- **SUPPLIED PASSAGE**

──────

Amplitude of Sound Waves from Two Sources at a Point

[e(ho0n3]

[SOLVED] Amplitude of Sound Waves from Two Sources at a Point

Problem. Two sources, A and B, emit sound waves, in phase, each of wavelength $\lambda$ and amplitude $D_M$. Consider a point P that is a distance $r_A$ from A and $r_B$ from B. Show that if $r_A$ and $r_B$ are nearly equal ($r_A - r_B \ll r_A$). then the amplitude varies approximately with position as

$$\frac{2D_M}{r_A} \, \cos \frac{\pi}{\lambda} (r_A - r_B)$$

Let D(x, t) be the function that describes the displacement of the sound waves at some time t and a distance x from the source. I figure that the displacement at point P must be $D(r_A, t) + D(r_B, t)$ right? One thing I'm noticing is that the expression for the amplitude given in the problem statement does not vary with time. What gives?

 

[e(ho0n3]

If I look at the situation when t = 0, I get that the displacement at P is

$$D_M \sin kr_A + D_M \sin kr_B = 2D_M \sin \frac{\pi}{\lambda} (r_A + r_B) \cos \frac{\pi}{\lambda} (r_A - r_B)$$

How in the world does the sine expression simplify to 1/r_A?

 

[andrevdh]

This problem describes the double slit interference pattern at a point near the central maximum. The signal might vary with time, but per definition the amplitude is the maximum (minimum) strength of the resulting signal.

 

[e(ho0n3]

Interesting. However, I'm still puzzled as why the sine term simplifies to 1/r_A.

──────

- **Extracted entries**
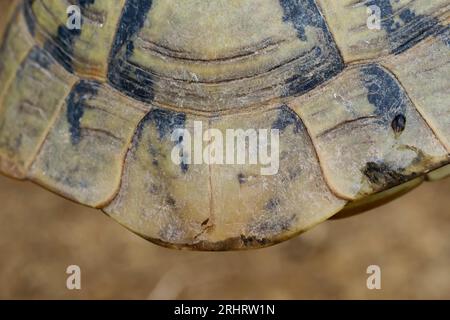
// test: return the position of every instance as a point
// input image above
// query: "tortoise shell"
(361, 114)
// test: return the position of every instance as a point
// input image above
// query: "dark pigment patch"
(406, 31)
(251, 241)
(272, 204)
(29, 17)
(85, 3)
(242, 178)
(122, 75)
(76, 103)
(399, 123)
(324, 61)
(384, 93)
(165, 122)
(287, 117)
(40, 57)
(380, 174)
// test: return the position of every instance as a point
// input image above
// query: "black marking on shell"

──────

- **SET TASKS**
(a) From the forum thread on sound-wave amplitude, set down the part starting with "This problem describes" and going on through "the resulting signal.".
(b) Answer these questions using the forum thread on sound-wave amplitude:
(i) According to the problem statement, how are the waves from sources A and B related in phase?
(ii) At what time does e(ho0n3 examine the displacement at point P?
(iii) What pattern does andrevdh say the problem describes?
(c) Write the next part of the forum thread on sound-wave amplitude, picking up after its final post.
The entries were drawn from a different source than the text.

- **EXPECTED ANSWERS**
(a)
This problem describes the double slit interference pattern at a point near the central maximum. The signal might vary with time, but per definition the amplitude is the maximum (minimum) strength of the resulting signal.

(b)
(i) They are emitted in phase.
(ii) At t = 0.
(iii) The double slit interference pattern at a point near the central maximum.

(c)
[andrevdh]

I can get close :

The phase difference, $$\delta$$, between the two waves at the point P will be small under the stated conditions. Since the amplitude of the resultant at P is proportional to

$$\cos^2(\frac{\delta}{2})$$

which under the stated conditions reduces to

$$\cos(\frac{\delta}{2})$$

The phase difference at the point P is given by

$$\delta = k \Delta r$$

with the wave number $$k = \frac{2 \pi}{\lambda}$$. We therefore have that

$$\cos(\frac{\pi \Delta r}{\lambda})$$

for the above mentioned.

I am very suspicious about the $$\frac{1}{r}$$ term in the given solution, since the dimension is then incorrect.

 

[e(ho0n3]

Since the amplitude of the resultant at P is proportional to

$$\cos^2(\frac{\delta}{2})$$

How do you know that? Where did you get that expression from?

I am very suspicious about the $$\frac{1}{r}$$ term in the given solution, since the dimension is then incorrect.

You're right. Perhaps it is incorrect. I think we can safely ignore the 1/r_A term.

 

[e(ho0n3]

It just hit me. The problem wants the maximum displacement, i.e. the amplitude at point P. The displacement at P is given by:

$$2D_M \cos \frac{\pi}{\lambda} (r_A - r_B) \sin (\pi / \lambda (r_A + r_B) + \omega t)$$

and the maximum displacement or amplitude is just

$$2D_M \cos \frac{\pi}{\lambda} (r_A - r_B)$$

Duh!